Set task => Can you quote exactly the stretch of lines from the one with "of the faucet" through the final line of the material, both ends included?

Object position labeling entries
──────

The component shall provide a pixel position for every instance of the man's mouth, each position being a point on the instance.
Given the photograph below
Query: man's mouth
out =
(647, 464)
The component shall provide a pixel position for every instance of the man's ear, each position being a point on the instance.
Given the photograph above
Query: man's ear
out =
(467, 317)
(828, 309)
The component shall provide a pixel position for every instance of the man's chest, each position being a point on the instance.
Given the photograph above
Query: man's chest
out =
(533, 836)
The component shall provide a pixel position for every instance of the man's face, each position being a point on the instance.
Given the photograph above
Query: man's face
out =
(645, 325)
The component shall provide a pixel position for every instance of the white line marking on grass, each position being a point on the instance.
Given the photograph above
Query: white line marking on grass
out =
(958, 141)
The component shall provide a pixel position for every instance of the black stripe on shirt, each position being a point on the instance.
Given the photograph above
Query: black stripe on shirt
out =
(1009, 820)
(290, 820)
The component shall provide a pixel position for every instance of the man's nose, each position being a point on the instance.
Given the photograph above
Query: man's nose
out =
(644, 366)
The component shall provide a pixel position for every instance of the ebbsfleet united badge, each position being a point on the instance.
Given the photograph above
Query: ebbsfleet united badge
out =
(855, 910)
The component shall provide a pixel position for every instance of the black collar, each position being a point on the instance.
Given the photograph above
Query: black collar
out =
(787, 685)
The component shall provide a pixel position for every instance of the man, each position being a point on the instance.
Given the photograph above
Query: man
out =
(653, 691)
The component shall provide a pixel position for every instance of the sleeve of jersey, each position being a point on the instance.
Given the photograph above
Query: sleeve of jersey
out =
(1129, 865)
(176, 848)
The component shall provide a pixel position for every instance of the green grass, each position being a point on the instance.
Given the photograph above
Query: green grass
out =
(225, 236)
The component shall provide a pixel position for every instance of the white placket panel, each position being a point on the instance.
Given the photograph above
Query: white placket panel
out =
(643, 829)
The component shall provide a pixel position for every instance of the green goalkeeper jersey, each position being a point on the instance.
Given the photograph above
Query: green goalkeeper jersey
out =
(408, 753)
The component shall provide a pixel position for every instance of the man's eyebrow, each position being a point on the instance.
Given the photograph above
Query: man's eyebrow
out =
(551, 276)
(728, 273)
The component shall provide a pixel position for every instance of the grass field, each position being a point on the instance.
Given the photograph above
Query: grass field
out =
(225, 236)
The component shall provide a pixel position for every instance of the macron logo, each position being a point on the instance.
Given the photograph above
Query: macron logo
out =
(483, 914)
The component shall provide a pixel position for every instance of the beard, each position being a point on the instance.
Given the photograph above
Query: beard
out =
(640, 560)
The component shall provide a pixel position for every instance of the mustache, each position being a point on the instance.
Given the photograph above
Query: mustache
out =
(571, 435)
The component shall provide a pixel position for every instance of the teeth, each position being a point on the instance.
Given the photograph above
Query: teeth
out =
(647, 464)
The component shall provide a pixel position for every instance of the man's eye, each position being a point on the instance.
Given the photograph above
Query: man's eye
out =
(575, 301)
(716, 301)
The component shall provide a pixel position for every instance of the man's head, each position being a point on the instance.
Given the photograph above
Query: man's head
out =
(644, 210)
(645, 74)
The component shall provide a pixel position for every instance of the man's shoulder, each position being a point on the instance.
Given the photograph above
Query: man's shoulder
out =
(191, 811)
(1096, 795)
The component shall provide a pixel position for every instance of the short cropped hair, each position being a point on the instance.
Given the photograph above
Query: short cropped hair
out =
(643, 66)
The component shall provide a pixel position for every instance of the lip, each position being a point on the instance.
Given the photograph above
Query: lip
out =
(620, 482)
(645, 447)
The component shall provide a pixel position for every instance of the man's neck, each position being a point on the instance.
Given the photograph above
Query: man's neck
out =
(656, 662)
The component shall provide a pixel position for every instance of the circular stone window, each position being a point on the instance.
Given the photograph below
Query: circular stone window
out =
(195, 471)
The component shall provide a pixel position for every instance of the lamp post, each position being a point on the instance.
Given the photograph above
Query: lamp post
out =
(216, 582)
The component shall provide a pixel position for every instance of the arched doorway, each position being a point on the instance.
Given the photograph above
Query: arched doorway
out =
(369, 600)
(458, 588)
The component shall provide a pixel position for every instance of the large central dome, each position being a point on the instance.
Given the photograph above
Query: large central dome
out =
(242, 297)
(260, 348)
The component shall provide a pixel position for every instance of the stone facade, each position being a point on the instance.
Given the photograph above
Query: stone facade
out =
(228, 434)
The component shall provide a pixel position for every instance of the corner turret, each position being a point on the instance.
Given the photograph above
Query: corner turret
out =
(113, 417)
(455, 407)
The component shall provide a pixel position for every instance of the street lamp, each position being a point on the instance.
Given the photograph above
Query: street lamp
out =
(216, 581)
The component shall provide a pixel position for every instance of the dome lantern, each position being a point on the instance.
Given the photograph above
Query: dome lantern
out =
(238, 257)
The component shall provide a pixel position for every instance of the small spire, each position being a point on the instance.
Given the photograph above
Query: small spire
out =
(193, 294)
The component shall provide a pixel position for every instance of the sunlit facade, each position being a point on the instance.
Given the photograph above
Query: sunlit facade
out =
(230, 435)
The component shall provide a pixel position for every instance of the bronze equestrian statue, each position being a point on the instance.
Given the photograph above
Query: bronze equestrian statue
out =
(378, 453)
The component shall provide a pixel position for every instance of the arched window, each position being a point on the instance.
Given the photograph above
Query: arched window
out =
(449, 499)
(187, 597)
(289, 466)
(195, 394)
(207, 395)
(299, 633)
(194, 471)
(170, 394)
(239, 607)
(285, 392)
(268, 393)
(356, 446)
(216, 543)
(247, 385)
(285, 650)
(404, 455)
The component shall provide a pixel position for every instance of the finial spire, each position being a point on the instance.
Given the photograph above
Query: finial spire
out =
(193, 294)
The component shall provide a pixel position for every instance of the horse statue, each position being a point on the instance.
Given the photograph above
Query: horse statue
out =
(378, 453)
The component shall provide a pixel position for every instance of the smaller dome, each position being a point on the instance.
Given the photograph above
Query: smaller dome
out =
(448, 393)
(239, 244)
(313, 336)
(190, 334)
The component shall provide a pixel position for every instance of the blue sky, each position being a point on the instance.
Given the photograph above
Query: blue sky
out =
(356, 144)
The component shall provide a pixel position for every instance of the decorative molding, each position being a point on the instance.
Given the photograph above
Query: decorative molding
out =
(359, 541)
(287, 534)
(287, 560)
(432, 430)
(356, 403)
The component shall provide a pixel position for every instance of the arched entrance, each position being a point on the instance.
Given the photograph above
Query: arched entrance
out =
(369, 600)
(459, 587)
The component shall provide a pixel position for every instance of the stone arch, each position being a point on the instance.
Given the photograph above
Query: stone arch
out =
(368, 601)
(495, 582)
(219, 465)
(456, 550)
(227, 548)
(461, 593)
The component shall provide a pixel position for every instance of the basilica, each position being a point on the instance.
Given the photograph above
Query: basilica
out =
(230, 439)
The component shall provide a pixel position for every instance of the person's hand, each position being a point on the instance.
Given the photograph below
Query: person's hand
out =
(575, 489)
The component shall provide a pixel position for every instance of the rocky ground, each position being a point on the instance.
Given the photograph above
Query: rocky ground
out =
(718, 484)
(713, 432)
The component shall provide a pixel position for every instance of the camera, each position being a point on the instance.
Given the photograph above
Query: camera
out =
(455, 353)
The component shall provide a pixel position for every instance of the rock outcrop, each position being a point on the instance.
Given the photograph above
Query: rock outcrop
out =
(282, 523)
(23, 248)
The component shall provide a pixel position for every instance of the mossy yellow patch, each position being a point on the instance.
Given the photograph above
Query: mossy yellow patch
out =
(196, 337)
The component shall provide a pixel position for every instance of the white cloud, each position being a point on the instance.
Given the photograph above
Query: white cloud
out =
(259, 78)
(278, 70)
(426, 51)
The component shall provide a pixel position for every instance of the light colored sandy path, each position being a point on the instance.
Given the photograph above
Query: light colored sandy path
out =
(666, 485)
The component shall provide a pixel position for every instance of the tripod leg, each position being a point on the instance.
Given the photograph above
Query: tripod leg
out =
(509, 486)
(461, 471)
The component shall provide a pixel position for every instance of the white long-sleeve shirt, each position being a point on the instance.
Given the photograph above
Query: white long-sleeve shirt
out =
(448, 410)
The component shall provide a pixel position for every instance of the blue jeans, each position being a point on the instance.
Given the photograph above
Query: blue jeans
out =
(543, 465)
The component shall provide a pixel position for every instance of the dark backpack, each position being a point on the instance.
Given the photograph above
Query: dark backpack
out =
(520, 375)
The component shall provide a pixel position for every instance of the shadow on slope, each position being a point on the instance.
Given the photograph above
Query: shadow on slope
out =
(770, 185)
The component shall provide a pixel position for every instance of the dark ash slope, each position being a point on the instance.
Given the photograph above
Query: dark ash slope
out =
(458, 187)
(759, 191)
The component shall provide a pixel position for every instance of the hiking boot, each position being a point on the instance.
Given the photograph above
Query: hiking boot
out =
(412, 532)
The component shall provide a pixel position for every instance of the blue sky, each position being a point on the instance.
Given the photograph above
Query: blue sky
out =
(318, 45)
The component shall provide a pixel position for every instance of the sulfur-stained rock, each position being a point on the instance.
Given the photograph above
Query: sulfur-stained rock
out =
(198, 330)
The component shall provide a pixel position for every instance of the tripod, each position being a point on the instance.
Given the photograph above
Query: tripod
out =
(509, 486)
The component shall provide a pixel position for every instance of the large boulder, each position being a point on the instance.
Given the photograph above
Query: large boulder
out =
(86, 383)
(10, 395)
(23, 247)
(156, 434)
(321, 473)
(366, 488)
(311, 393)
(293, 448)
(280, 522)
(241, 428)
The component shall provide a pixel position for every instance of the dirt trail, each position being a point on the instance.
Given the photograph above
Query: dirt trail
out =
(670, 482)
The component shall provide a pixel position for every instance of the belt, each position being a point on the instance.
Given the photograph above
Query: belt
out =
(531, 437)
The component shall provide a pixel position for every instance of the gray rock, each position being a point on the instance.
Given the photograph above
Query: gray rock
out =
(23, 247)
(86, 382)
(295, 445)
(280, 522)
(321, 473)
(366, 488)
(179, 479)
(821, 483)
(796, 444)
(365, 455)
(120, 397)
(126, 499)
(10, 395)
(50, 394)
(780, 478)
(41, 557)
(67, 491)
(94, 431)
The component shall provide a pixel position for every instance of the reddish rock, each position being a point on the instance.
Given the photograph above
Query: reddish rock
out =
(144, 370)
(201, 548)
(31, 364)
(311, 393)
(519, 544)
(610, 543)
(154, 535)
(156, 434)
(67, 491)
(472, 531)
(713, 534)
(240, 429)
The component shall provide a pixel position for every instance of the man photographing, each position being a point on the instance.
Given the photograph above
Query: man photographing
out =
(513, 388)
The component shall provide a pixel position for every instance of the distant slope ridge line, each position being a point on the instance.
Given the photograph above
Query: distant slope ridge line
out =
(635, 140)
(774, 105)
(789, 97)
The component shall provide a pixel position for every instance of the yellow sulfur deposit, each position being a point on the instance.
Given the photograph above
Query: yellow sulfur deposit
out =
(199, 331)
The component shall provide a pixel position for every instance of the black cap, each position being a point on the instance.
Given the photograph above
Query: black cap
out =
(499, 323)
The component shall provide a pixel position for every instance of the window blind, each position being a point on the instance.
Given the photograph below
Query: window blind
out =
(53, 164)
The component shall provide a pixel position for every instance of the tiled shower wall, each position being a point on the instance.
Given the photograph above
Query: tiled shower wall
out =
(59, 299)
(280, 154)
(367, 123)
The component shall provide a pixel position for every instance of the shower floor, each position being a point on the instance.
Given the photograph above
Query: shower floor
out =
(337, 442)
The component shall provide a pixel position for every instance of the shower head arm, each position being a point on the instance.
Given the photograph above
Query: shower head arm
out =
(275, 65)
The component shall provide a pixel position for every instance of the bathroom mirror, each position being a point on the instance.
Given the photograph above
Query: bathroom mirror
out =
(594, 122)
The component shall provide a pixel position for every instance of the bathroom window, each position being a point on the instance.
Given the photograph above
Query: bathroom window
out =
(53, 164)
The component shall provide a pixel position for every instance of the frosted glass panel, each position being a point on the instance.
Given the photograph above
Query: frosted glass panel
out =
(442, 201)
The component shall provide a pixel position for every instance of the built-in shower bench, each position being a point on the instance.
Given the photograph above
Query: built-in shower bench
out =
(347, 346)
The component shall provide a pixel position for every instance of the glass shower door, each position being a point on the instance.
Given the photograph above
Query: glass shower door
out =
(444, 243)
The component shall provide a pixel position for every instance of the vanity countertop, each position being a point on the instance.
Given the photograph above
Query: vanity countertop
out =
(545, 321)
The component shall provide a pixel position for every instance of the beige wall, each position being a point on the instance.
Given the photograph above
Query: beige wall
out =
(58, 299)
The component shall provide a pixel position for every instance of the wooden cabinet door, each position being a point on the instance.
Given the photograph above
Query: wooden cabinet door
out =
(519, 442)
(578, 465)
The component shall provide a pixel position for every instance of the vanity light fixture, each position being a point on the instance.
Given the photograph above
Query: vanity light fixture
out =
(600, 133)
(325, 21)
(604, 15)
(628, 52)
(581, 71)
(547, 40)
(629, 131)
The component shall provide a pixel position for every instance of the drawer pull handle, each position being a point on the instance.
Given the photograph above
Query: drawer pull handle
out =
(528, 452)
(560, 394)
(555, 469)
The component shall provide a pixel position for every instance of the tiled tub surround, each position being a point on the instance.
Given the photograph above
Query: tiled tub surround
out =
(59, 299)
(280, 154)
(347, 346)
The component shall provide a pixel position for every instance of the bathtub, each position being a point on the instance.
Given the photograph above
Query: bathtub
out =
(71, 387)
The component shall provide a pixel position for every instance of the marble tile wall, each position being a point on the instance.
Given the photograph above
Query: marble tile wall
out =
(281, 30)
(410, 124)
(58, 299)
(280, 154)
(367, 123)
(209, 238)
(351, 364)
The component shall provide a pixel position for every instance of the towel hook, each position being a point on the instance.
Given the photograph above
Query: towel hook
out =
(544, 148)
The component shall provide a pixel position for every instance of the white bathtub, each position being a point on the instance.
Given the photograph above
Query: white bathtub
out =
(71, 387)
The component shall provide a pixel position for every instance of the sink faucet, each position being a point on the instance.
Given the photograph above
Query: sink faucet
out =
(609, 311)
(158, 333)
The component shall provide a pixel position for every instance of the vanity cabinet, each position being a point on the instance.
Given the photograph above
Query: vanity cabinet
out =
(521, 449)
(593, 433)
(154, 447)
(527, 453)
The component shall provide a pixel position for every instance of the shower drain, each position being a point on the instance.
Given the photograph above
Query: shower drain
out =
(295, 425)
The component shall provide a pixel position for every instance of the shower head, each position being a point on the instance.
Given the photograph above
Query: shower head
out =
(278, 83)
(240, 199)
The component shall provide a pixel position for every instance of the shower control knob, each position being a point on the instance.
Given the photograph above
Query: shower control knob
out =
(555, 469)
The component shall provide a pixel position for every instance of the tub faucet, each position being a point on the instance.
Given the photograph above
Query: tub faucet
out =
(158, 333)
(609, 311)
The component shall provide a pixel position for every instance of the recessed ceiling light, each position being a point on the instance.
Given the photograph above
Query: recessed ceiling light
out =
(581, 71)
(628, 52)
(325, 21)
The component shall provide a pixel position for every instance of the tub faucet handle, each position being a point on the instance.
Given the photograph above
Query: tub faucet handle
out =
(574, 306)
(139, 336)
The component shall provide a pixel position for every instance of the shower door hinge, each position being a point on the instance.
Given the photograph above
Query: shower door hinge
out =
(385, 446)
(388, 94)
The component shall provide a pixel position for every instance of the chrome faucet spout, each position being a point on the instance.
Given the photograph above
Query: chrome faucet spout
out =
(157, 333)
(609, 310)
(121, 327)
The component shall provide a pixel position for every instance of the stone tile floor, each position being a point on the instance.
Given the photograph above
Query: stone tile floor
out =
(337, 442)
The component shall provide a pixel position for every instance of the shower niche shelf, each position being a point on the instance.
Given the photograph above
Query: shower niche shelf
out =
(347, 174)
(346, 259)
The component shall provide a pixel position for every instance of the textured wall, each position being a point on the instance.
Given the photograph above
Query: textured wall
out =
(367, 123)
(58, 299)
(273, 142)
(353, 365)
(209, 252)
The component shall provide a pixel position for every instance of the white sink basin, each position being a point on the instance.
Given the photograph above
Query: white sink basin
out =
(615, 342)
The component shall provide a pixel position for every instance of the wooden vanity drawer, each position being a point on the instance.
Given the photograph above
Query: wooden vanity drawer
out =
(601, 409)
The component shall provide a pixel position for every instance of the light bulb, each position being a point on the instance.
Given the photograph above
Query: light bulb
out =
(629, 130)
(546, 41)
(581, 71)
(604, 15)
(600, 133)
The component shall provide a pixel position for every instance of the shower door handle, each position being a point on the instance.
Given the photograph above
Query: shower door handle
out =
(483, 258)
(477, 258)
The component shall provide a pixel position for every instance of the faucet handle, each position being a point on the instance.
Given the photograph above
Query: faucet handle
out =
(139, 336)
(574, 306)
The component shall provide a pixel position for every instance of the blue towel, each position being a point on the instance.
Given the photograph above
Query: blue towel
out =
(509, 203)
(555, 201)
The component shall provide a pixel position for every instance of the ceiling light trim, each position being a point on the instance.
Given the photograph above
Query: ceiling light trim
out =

──────

Full answer =>
The component shall provide a pixel position for every instance of the faucet handle, each position being a point on the instance.
Given the photograph above
Query: faucet handle
out =
(139, 336)
(574, 306)
The component shall provide a pixel position for every instance of the blue towel, each position being a point on the instance.
Given the photograph above
Query: blue towel
out =
(509, 203)
(555, 201)
The component shall provide a pixel position for every instance of the ceiling light trim, each position being a point on the instance.
Given the photograph above
Query: ceiling light trim
out =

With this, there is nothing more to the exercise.